--- start Supplied material ---
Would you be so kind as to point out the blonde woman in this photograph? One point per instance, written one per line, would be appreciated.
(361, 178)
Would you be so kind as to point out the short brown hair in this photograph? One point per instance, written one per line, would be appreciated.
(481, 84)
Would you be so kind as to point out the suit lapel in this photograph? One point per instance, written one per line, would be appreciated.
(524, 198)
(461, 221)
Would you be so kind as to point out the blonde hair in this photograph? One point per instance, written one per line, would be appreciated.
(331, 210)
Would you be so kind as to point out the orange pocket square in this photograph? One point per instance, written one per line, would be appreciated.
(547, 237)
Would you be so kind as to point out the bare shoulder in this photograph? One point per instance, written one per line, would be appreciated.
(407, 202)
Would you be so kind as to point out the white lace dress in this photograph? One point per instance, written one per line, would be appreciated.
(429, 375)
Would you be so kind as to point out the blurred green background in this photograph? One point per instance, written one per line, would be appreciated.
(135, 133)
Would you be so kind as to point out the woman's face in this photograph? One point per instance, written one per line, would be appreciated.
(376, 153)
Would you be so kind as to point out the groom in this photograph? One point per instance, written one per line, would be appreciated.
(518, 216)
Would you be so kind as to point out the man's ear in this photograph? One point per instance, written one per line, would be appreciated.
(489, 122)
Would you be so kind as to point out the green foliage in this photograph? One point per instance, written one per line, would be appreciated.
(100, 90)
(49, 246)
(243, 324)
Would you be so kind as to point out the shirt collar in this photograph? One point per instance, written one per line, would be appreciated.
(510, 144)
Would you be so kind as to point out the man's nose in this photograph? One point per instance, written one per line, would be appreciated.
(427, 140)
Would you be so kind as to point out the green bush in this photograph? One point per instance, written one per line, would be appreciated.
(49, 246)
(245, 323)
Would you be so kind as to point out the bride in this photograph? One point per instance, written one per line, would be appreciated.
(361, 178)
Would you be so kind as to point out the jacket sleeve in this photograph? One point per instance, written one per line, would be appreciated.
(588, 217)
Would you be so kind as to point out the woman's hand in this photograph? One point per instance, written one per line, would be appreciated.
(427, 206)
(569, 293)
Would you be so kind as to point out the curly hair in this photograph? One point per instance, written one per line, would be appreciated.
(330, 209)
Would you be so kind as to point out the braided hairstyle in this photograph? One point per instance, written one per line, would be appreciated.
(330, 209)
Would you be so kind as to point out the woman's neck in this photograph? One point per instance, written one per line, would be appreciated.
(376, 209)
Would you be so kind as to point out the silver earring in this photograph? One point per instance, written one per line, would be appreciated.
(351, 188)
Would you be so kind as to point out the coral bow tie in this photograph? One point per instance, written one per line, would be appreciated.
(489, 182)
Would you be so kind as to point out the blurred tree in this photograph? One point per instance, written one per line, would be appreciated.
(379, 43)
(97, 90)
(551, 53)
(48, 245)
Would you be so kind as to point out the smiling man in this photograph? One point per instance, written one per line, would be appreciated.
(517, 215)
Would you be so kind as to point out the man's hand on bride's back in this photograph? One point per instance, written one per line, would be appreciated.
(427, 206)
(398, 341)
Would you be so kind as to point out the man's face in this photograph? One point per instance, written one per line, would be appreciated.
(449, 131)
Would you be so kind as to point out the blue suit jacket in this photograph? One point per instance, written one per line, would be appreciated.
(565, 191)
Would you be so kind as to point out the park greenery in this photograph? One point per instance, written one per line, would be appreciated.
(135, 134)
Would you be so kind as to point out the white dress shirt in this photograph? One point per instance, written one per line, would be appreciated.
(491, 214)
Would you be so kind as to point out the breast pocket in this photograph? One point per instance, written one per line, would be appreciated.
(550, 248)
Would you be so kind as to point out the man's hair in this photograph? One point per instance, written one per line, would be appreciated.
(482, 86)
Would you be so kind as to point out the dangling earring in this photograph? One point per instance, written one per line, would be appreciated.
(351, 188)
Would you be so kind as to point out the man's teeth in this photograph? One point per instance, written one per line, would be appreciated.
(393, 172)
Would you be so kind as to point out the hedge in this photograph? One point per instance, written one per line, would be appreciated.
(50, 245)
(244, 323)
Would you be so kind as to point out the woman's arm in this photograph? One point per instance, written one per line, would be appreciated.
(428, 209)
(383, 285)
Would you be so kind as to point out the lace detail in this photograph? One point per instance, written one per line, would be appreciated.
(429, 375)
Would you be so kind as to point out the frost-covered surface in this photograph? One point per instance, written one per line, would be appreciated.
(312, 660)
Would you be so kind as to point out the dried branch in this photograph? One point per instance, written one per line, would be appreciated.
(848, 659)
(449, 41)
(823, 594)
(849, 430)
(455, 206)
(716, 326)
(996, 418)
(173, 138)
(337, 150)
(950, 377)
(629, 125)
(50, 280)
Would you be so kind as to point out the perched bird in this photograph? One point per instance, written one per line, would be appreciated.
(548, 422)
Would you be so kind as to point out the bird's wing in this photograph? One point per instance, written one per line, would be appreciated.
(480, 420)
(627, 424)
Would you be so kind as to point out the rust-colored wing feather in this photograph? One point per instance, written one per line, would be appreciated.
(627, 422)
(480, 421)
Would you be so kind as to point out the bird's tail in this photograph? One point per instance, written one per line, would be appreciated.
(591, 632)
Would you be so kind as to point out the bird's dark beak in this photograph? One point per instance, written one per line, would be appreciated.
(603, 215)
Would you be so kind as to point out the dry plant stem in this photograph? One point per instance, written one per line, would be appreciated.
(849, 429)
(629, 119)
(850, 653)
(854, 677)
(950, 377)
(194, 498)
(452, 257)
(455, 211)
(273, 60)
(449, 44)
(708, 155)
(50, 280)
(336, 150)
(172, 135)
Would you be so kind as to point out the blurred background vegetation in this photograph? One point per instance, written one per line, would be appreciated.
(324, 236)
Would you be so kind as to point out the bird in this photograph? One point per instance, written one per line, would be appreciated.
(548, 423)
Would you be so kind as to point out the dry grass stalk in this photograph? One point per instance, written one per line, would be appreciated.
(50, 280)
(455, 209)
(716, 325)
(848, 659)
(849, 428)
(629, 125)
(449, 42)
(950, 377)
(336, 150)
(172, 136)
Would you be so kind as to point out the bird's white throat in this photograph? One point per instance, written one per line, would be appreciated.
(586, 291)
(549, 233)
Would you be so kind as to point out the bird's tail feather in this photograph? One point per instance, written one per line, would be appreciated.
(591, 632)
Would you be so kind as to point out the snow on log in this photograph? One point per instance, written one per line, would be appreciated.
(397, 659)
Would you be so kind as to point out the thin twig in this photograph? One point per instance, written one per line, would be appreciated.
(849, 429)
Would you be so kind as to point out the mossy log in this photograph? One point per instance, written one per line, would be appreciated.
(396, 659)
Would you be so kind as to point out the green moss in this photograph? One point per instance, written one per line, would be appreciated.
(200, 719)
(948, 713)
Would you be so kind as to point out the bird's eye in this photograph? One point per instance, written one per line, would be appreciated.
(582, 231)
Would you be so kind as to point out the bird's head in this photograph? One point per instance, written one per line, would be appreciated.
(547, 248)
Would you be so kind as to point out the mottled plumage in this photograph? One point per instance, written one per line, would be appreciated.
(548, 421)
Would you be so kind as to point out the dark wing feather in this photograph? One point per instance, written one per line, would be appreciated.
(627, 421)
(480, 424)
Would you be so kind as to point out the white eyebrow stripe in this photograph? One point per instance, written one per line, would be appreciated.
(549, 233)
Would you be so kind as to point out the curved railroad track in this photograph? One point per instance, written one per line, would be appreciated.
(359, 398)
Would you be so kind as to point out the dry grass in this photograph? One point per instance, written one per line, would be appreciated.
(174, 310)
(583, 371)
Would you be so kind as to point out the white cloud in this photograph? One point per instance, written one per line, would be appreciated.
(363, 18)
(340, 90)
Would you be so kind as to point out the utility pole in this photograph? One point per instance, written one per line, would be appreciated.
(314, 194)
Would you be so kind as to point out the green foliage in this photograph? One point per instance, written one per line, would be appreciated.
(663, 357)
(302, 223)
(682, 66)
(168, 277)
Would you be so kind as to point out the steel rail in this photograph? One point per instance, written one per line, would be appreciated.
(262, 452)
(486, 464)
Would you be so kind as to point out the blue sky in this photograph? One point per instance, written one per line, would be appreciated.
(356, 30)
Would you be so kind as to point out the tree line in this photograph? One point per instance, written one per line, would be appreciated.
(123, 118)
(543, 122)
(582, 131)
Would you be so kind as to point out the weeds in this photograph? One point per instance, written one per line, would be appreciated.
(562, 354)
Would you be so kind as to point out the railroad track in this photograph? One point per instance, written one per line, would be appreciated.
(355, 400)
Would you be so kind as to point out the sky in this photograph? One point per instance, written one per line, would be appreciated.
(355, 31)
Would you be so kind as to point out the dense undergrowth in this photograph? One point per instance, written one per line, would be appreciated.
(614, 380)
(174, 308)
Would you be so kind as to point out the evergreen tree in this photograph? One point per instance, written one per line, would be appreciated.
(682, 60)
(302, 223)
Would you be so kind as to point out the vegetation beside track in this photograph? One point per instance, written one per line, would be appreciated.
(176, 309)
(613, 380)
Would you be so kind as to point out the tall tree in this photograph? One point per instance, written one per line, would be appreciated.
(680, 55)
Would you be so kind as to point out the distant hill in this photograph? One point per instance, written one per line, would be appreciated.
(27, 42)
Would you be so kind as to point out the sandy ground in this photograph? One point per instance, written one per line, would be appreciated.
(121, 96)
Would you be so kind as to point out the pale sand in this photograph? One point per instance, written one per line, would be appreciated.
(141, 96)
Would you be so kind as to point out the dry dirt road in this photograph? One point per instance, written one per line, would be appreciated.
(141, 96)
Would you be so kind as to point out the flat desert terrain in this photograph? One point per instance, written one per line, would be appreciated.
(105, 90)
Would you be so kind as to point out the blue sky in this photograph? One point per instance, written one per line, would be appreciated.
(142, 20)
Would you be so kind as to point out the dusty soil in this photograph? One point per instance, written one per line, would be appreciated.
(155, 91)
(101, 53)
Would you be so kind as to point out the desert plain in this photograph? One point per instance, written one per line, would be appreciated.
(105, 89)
--- end Supplied material ---
__Set exercise__. Please retype, exactly as written, every line from the line containing "Would you be so kind as to point out the flat" through the last line of the records above, including both of those lines, and nothing else.

__Final result__.
Would you be so kind as to point out the flat desert terrain in this photograph? One point per instance, written one per line, would be appreciated.
(105, 90)
Would you be so kind as to point out the blue sky in this photograph? One point per instance, written one per line, would be appreciated.
(142, 20)
Would you be so kind as to point out the dusty soil in this photograph? One point per instance, written one per line, would be appreciated.
(155, 91)
(101, 53)
Would you be so kind as to point out the desert plain in this photograph? One point per instance, written one per line, would be appreciated.
(105, 89)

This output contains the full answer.